EXTRACTED MATERIAL —
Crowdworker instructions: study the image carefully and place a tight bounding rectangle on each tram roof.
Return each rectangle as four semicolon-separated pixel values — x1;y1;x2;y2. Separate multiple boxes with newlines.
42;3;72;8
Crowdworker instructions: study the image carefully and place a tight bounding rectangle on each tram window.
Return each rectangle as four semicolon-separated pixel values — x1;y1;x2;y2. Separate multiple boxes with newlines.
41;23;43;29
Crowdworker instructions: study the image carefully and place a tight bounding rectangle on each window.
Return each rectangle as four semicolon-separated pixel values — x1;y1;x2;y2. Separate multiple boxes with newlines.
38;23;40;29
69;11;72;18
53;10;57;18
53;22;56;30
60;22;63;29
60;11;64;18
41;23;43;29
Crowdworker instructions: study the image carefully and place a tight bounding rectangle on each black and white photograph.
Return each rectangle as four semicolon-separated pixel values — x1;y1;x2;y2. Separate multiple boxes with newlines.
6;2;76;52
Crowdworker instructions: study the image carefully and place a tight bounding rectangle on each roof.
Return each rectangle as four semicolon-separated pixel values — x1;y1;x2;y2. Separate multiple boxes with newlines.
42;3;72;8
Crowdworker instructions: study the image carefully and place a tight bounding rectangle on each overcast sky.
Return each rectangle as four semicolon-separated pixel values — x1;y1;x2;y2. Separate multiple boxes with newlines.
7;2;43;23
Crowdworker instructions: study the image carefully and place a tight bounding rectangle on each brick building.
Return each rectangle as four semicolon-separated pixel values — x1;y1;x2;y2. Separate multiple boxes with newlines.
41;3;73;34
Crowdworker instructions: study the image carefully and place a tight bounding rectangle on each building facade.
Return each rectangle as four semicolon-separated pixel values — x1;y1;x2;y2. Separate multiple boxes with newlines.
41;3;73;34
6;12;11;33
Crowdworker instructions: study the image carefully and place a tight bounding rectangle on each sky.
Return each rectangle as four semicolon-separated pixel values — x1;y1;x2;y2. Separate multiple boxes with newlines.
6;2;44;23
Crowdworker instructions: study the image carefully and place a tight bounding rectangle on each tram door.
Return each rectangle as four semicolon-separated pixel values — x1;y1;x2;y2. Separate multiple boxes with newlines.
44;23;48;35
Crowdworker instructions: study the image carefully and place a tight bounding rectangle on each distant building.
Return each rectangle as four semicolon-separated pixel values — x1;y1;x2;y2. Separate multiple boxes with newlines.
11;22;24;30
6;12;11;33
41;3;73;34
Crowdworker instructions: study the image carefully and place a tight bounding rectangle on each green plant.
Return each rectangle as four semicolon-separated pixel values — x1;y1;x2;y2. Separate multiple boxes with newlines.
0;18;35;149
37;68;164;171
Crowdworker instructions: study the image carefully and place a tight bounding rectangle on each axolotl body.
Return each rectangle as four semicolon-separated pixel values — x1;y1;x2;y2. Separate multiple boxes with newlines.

REQUEST —
Present every line of the data above as a Markdown table, skipping blank lines, with a Row column for the row number and a Line column for the line.

REPLY TO THE EXERCISE —
| Row | Line |
|---|---|
| 1 | Crowdworker instructions: study the image carefully and place a tight bounding rectangle on each tram roof. |
| 2 | Return each rectangle as four semicolon-separated pixel values — x1;y1;x2;y2. Separate multiple boxes with newlines. |
| 3 | 42;3;72;8 |
| 4 | Crowdworker instructions: study the image carefully and place a tight bounding rectangle on each tram window. |
| 5 | Return each rectangle as four semicolon-separated pixel values — x1;y1;x2;y2. Separate multiple boxes with newlines. |
| 6 | 41;23;43;29 |
| 7 | Crowdworker instructions: study the image carefully and place a tight bounding rectangle on each window. |
| 8 | Return each rectangle as four semicolon-separated pixel values — x1;y1;x2;y2. Separate multiple boxes with newlines. |
| 9 | 38;23;40;29 |
| 10 | 69;11;72;18 |
| 11 | 53;10;57;18 |
| 12 | 53;22;56;30 |
| 13 | 60;22;63;29 |
| 14 | 60;11;64;18 |
| 15 | 41;23;43;29 |
| 16 | Crowdworker instructions: study the image carefully and place a tight bounding rectangle on each black and white photograph. |
| 17 | Return each rectangle as four semicolon-separated pixel values — x1;y1;x2;y2. Separate multiple boxes with newlines. |
| 18 | 6;2;76;52 |
| 19 | Crowdworker instructions: study the image carefully and place a tight bounding rectangle on each roof. |
| 20 | Return each rectangle as four semicolon-separated pixel values — x1;y1;x2;y2. Separate multiple boxes with newlines. |
| 21 | 42;3;72;8 |
| 22 | Crowdworker instructions: study the image carefully and place a tight bounding rectangle on each overcast sky. |
| 23 | Return each rectangle as four semicolon-separated pixel values — x1;y1;x2;y2. Separate multiple boxes with newlines. |
| 24 | 7;2;43;23 |
| 25 | Crowdworker instructions: study the image carefully and place a tight bounding rectangle on each brick building. |
| 26 | Return each rectangle as four semicolon-separated pixel values — x1;y1;x2;y2. Separate multiple boxes with newlines. |
| 27 | 41;3;73;34 |
| 28 | Crowdworker instructions: study the image carefully and place a tight bounding rectangle on each building facade. |
| 29 | Return each rectangle as four semicolon-separated pixel values — x1;y1;x2;y2. Separate multiple boxes with newlines. |
| 30 | 41;3;73;34 |
| 31 | 6;12;11;33 |
| 32 | Crowdworker instructions: study the image carefully and place a tight bounding rectangle on each sky. |
| 33 | Return each rectangle as four semicolon-separated pixel values — x1;y1;x2;y2. Separate multiple boxes with newlines. |
| 34 | 6;2;44;23 |
| 35 | Crowdworker instructions: study the image carefully and place a tight bounding rectangle on each tram door. |
| 36 | Return each rectangle as four semicolon-separated pixel values — x1;y1;x2;y2. Separate multiple boxes with newlines. |
| 37 | 44;23;48;35 |
| 38 | Crowdworker instructions: study the image carefully and place a tight bounding rectangle on each distant building. |
| 39 | Return each rectangle as four semicolon-separated pixel values — x1;y1;x2;y2. Separate multiple boxes with newlines. |
| 40 | 11;22;24;30 |
| 41 | 6;12;11;33 |
| 42 | 41;3;73;34 |
| 43 | Crowdworker instructions: study the image carefully and place a tight bounding rectangle on each green plant. |
| 44 | Return each rectangle as four semicolon-separated pixel values — x1;y1;x2;y2. Separate multiple boxes with newlines. |
| 45 | 0;18;35;149 |
| 46 | 37;68;164;171 |
| 47 | Crowdworker instructions: study the image carefully and place a tight bounding rectangle on each axolotl body. |
| 48 | Return each rectangle as four semicolon-separated pixel values — x1;y1;x2;y2. Separate multiple boxes with newlines. |